# PROBLEM DESCRIPTION:
Nothing before the line containing "Might you point out the chef's" belongs in the answer; quote that line and all lines after it through the end of the material, word for word.

# DATA SHOWN:

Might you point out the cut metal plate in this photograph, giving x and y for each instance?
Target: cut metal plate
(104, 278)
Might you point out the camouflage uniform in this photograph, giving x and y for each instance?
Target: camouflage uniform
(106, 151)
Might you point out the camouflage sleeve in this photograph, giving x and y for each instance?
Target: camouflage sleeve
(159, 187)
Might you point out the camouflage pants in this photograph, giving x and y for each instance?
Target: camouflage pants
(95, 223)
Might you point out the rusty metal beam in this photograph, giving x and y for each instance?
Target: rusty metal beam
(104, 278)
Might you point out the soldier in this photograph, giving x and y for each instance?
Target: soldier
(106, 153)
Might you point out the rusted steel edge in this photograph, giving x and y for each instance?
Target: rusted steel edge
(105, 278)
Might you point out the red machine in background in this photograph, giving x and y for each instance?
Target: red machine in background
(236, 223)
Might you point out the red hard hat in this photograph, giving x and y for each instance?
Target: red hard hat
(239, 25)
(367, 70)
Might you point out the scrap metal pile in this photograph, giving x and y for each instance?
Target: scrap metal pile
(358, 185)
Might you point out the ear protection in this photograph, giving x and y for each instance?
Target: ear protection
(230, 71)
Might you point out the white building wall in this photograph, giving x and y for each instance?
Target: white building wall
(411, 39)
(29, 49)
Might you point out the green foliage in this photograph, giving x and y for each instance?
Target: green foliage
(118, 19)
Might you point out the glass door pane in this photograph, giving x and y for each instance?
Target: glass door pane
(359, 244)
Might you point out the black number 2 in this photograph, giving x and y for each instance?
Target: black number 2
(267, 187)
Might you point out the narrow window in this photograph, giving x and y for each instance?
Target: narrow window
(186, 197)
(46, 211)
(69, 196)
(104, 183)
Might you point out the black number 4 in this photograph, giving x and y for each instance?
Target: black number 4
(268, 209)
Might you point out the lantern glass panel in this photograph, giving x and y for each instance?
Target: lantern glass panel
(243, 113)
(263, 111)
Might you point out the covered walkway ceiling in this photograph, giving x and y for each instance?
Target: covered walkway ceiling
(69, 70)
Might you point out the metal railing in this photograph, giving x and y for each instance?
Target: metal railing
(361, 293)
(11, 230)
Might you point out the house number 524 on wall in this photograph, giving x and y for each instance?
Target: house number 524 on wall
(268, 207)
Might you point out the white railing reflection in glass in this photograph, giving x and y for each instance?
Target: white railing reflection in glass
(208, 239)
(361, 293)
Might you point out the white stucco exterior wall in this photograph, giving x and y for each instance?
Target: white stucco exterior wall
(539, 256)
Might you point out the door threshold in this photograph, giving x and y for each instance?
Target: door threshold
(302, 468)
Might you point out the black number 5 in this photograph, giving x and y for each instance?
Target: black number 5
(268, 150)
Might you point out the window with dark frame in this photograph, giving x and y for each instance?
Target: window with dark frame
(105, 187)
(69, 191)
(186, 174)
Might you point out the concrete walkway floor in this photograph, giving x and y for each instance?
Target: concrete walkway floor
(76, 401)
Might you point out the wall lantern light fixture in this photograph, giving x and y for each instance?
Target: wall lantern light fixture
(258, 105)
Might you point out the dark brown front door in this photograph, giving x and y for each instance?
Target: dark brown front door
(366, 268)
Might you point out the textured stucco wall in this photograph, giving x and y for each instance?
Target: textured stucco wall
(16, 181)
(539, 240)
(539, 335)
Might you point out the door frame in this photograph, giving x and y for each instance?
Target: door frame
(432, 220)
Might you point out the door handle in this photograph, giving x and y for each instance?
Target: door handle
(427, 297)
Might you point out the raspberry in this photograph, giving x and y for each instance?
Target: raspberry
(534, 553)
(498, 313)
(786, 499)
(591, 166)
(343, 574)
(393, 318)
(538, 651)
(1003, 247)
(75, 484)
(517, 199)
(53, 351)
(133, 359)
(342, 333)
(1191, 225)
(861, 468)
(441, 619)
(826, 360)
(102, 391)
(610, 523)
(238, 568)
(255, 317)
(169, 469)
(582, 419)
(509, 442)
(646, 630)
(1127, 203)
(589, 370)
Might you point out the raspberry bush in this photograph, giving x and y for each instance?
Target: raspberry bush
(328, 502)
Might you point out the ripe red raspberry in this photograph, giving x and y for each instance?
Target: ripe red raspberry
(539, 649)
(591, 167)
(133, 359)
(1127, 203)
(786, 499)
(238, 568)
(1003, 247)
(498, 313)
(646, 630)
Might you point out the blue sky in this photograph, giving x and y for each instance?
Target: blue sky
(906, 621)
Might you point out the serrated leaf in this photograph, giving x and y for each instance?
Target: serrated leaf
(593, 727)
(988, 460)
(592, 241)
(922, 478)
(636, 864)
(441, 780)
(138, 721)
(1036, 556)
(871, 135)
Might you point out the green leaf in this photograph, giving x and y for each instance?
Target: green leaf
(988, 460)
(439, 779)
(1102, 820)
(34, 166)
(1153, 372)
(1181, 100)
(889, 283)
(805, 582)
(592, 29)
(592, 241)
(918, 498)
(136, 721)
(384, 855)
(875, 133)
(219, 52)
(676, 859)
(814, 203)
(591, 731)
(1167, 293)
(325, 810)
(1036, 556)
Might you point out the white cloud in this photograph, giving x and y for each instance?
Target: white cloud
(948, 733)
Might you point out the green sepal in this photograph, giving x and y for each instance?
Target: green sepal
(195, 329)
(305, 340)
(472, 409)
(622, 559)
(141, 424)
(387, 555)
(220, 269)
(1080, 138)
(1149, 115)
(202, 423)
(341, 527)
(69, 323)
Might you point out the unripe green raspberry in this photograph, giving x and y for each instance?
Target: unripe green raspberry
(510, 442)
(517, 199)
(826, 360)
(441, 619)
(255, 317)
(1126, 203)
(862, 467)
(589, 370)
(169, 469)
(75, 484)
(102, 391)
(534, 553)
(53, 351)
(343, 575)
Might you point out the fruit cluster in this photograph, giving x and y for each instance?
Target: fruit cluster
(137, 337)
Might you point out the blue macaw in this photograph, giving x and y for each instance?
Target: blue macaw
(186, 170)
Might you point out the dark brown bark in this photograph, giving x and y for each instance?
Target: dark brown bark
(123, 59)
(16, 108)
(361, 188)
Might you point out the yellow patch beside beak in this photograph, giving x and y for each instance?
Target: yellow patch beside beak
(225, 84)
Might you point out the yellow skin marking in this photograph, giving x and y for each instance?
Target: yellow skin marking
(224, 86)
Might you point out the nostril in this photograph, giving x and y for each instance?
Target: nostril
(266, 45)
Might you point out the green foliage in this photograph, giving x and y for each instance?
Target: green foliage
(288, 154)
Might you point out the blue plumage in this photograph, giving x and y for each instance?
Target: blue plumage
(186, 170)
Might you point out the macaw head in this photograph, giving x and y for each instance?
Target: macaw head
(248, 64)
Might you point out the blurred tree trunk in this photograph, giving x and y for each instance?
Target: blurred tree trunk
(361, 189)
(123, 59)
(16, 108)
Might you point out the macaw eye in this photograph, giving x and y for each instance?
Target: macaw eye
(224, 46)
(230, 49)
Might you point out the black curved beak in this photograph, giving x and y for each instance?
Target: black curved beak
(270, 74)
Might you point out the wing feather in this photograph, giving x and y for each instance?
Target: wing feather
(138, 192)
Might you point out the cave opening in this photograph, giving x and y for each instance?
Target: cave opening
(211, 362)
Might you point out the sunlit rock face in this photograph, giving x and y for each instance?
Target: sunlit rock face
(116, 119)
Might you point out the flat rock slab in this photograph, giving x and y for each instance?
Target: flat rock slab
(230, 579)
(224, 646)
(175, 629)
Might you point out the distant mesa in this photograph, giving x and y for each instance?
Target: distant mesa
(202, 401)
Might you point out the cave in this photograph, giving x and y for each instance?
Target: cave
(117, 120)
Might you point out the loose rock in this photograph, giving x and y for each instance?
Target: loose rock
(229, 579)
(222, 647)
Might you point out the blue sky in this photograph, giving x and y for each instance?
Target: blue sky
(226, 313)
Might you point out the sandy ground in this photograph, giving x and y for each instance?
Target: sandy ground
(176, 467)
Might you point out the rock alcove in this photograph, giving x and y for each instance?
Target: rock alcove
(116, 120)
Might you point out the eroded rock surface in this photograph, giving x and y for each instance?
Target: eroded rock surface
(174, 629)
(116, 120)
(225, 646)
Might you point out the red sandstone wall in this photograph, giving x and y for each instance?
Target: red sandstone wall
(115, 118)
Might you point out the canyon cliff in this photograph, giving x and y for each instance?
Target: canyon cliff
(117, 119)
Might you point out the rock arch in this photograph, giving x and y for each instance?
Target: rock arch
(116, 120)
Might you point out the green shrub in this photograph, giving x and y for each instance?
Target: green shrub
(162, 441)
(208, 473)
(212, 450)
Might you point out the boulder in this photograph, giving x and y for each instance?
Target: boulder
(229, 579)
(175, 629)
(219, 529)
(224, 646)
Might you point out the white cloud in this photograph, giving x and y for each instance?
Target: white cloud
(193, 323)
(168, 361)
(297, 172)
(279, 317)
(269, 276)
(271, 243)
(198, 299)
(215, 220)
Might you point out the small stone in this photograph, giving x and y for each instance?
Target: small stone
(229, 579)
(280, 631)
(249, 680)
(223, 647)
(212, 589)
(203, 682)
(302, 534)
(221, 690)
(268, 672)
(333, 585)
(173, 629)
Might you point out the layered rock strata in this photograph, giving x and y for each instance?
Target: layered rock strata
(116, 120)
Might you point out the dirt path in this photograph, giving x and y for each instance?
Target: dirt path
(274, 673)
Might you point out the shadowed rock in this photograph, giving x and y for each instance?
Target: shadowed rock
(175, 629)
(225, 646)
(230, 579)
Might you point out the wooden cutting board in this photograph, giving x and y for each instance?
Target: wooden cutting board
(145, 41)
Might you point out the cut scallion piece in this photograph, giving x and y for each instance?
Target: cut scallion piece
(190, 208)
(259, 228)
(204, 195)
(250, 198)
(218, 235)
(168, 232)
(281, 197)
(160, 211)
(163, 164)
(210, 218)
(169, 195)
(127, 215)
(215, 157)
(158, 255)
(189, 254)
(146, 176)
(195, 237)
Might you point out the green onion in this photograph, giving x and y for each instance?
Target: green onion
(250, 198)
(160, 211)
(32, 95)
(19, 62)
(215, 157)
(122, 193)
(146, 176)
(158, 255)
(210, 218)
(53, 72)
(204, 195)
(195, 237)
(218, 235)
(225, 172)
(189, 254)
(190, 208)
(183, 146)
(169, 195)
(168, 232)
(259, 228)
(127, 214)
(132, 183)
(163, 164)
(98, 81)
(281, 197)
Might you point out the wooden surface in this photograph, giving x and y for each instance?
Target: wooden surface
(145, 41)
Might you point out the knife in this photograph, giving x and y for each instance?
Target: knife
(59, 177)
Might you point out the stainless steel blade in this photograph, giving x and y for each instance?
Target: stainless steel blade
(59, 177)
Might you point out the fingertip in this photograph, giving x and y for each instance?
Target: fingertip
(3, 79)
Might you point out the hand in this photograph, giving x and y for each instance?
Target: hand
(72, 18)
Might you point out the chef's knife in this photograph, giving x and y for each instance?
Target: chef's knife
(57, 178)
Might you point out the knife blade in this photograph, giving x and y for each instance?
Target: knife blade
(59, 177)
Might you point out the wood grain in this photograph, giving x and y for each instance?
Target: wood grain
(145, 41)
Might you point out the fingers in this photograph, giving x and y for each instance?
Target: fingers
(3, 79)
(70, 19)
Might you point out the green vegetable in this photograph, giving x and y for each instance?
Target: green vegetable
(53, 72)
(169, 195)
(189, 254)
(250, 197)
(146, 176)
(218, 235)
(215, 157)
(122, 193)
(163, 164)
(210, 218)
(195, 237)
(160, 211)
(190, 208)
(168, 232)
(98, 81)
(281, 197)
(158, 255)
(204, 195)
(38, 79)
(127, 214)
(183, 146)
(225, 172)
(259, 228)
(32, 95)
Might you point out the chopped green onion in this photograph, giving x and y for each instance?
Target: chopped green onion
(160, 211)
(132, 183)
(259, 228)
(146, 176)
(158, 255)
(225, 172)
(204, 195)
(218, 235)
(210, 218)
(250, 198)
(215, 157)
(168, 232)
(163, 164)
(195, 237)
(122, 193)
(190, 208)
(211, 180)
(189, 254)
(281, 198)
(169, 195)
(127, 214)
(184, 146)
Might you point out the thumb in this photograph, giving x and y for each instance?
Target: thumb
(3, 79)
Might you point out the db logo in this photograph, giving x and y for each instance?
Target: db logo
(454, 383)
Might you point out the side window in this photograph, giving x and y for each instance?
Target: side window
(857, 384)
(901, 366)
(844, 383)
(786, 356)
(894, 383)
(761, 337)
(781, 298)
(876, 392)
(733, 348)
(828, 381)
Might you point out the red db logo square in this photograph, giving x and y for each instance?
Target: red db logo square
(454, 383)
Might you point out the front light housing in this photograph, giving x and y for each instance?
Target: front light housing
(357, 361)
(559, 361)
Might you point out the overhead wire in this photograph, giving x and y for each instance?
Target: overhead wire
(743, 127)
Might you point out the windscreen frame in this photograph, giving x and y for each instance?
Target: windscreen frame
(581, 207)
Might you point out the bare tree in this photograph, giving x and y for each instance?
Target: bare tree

# WRITTEN ANSWER:
Might you point out the chef's knife in this photograph, giving x and y for each instance?
Target: chef's knife
(57, 178)
Might you point out the knife blade in this photograph, giving x and y for each instance?
Target: knife blade
(59, 177)
Might you point out the wood grain in this photograph, giving x and y for each instance?
Target: wood grain
(145, 41)
Might you point out the fingers in this photograph, giving x and y for each instance?
Target: fingers
(3, 79)
(70, 19)
Might you point out the green vegetable in this photograph, giving x and y for each instance?
Target: green vegetable
(53, 72)
(169, 195)
(189, 254)
(250, 197)
(146, 176)
(218, 235)
(215, 157)
(122, 193)
(163, 164)
(210, 218)
(195, 237)
(160, 211)
(190, 208)
(168, 232)
(98, 81)
(281, 197)
(158, 255)
(204, 195)
(38, 79)
(127, 214)
(183, 146)
(225, 172)
(259, 228)
(32, 95)
Might you point out the chopped green onion in this photograph, giving x and y for each instance?
Target: chopped green onion
(160, 211)
(132, 183)
(259, 228)
(146, 176)
(158, 255)
(225, 172)
(204, 195)
(218, 235)
(210, 218)
(250, 198)
(215, 157)
(168, 232)
(163, 164)
(195, 237)
(122, 193)
(190, 208)
(211, 180)
(189, 254)
(281, 198)
(169, 195)
(127, 214)
(184, 146)
Might you point out the thumb in this photograph, giving x and y for each instance?
Target: thumb
(3, 79)
Might you point out the db logo in this photograph, giving x and y for each instance?
Target: db logo
(454, 383)
Might you point out the side window in this photograph, giving x and y for each instance?
Target: side window
(857, 384)
(901, 366)
(844, 383)
(786, 356)
(894, 383)
(761, 337)
(781, 298)
(876, 392)
(733, 348)
(828, 381)
Might you point out the red db logo square in this photograph, giving x and y for each instance?
Target: red db logo square
(454, 383)
Might you point out the front light housing in this photograph, giving x and y for each instance?
Target: front light housing
(357, 361)
(559, 361)
Might you point out the overhead wire in this photograph, giving x and y for each instance?
Target: overhead wire
(743, 127)
Might you point out the windscreen frame in this photograph, giving x and y for each instance?
Target: windscreen frame
(581, 207)
Might you point out the bare tree in this photograph, giving x and y for each instance?
Target: bare tree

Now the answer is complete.